Copy out word for word the lines of the records that run from the line containing "Study the picture above. For each instance of the round" through the end of the records, both ends included, and nothing else.

Entries from a dataset
* * * *

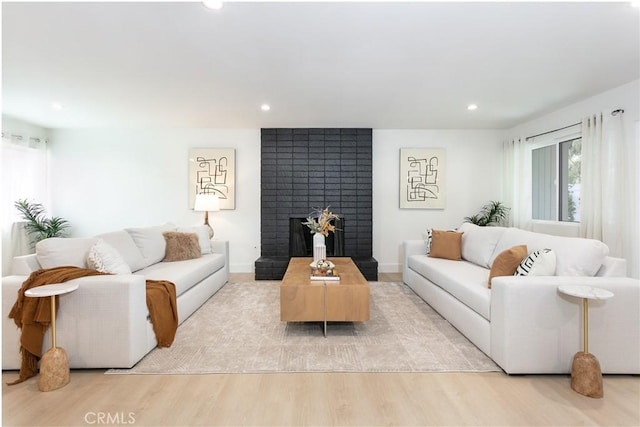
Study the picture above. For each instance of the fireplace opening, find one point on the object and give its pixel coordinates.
(301, 239)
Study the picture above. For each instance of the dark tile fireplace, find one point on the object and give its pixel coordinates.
(303, 169)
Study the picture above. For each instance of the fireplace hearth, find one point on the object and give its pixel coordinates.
(303, 169)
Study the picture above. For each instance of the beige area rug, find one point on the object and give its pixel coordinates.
(238, 330)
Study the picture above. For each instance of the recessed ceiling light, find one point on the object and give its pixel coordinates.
(213, 4)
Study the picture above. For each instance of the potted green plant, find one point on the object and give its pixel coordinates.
(493, 213)
(37, 225)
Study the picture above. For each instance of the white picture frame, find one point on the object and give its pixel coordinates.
(212, 171)
(422, 178)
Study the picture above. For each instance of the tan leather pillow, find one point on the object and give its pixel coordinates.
(507, 262)
(446, 244)
(181, 246)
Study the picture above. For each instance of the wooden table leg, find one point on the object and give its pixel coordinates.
(54, 365)
(586, 375)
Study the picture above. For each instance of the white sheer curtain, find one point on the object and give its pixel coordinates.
(517, 181)
(24, 176)
(609, 190)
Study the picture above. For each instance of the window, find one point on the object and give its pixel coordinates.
(555, 177)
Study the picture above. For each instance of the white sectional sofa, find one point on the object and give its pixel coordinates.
(523, 322)
(105, 323)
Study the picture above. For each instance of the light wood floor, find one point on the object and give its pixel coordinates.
(292, 399)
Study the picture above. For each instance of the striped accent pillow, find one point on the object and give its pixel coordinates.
(539, 263)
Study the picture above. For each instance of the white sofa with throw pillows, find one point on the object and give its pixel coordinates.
(105, 322)
(518, 317)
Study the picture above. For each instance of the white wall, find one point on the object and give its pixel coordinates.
(473, 173)
(106, 179)
(625, 97)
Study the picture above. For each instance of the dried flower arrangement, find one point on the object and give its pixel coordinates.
(319, 221)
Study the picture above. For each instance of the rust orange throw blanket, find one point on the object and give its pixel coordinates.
(33, 315)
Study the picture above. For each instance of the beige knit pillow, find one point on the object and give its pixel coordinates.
(506, 263)
(446, 244)
(181, 246)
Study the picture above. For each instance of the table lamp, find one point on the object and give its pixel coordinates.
(207, 203)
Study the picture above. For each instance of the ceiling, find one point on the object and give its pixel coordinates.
(345, 64)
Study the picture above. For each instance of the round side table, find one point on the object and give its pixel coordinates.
(54, 365)
(586, 375)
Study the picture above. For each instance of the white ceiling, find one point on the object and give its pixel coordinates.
(379, 65)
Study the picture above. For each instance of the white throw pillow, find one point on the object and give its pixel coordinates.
(59, 251)
(478, 243)
(203, 236)
(539, 263)
(150, 241)
(106, 259)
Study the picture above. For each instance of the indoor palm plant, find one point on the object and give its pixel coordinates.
(37, 225)
(493, 213)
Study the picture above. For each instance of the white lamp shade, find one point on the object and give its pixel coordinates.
(206, 203)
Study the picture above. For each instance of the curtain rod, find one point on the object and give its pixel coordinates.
(613, 113)
(551, 131)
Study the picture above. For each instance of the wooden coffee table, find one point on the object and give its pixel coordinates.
(306, 300)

* * * *

| COMPLETED TASK |
Study the picture above. For each instance of the round side table, find one point on the object and give its pixel coordinates.
(54, 365)
(586, 375)
Study the picture above. For each instance of the white ceiling, find one point on the object and give its pixel coordinates.
(379, 65)
Study the picture above. For each instance of the white throw pillow, find one point on the object and give its pixel coordinates.
(59, 251)
(478, 243)
(203, 236)
(539, 263)
(150, 241)
(106, 259)
Study the picture above. For each instance of the indoor palm plant, find one point on the object and give its pixel coordinates.
(37, 225)
(493, 213)
Study the picture above. For each instance of the white lamp shade, find one point on the object and give its pixel coordinates.
(206, 203)
Study the picture above. For each instance of the curtain rod, find one point on the object and give its pixel coordinates.
(613, 113)
(551, 131)
Study the picture above. For each instance of the wooden coffee table, find one point on the object and give its pixel coordinates.
(306, 300)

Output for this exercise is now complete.